> [Записи данных]:
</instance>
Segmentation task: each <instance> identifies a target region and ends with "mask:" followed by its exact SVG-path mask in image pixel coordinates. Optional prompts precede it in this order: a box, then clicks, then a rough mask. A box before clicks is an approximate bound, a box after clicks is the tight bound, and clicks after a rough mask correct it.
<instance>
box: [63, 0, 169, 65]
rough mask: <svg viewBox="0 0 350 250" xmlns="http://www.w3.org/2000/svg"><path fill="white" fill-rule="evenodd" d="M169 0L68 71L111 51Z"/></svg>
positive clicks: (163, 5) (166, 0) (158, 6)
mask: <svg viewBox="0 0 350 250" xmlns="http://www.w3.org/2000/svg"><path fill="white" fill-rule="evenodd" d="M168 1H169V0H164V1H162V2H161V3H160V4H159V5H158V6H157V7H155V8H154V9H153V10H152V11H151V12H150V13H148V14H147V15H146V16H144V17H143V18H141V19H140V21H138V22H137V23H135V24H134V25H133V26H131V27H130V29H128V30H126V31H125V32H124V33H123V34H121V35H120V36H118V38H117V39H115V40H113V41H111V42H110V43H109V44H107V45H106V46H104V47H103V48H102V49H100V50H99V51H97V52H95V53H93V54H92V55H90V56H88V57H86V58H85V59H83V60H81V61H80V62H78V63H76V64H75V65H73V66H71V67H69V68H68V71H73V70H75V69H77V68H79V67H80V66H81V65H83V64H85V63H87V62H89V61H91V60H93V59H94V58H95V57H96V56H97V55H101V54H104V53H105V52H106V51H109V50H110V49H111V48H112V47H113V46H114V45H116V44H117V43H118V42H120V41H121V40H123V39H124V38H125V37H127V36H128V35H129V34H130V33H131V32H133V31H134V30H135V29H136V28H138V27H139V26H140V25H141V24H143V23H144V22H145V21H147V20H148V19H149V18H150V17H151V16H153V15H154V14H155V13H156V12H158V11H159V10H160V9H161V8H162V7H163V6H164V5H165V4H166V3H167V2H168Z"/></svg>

> [ЗАДАЧА]: Перепишите все пункты выше дословно, сохранив каждую строку без изменений.

> [РЕЗУЛЬТАТ ВЫПОЛНЕНИЯ]:
</instance>
Segmentation task: each <instance> identifies a target region and ends with "mask:" followed by its exact SVG-path mask in image pixel coordinates. Optional prompts precede it in this order: a box, then clicks, then a rough mask. A box before clicks is an approximate bound, a box after clicks is the tight bound, and clicks after a rough mask correct it.
<instance>
box: [63, 0, 169, 65]
rough mask: <svg viewBox="0 0 350 250" xmlns="http://www.w3.org/2000/svg"><path fill="white" fill-rule="evenodd" d="M169 0L68 71L111 51Z"/></svg>
positive clicks: (163, 5) (166, 0) (158, 6)
mask: <svg viewBox="0 0 350 250" xmlns="http://www.w3.org/2000/svg"><path fill="white" fill-rule="evenodd" d="M168 1H169V0H164V1H162V2H161V3H160V4H159V5H158V6H157V7H155V8H154V9H153V10H152V11H151V12H150V13H148V14H147V15H146V16H144V17H143V18H141V19H140V21H138V22H137V23H135V24H134V25H133V26H131V27H130V29H128V30H126V31H125V32H124V33H123V34H121V35H120V36H118V38H117V39H115V40H113V41H111V42H110V43H109V44H107V45H106V46H104V47H103V48H102V49H100V50H99V51H97V52H95V53H93V54H92V55H90V56H88V57H86V58H85V59H83V60H81V61H80V62H78V63H76V64H75V65H73V66H71V67H69V68H68V71H73V70H75V69H77V68H79V67H80V66H81V65H83V64H85V63H87V62H89V61H91V60H93V59H94V58H95V57H96V56H97V55H101V54H104V53H105V52H106V51H109V50H110V49H111V48H112V47H113V46H114V45H116V44H117V43H118V42H120V41H121V40H123V39H124V38H125V37H127V36H128V35H129V34H130V33H131V32H133V31H134V30H135V29H136V28H138V27H139V26H140V25H141V24H143V23H144V22H145V21H147V20H148V19H149V18H150V17H151V16H153V15H154V14H155V13H156V12H158V11H159V10H160V9H161V8H162V7H163V6H164V5H165V4H166V3H167V2H168Z"/></svg>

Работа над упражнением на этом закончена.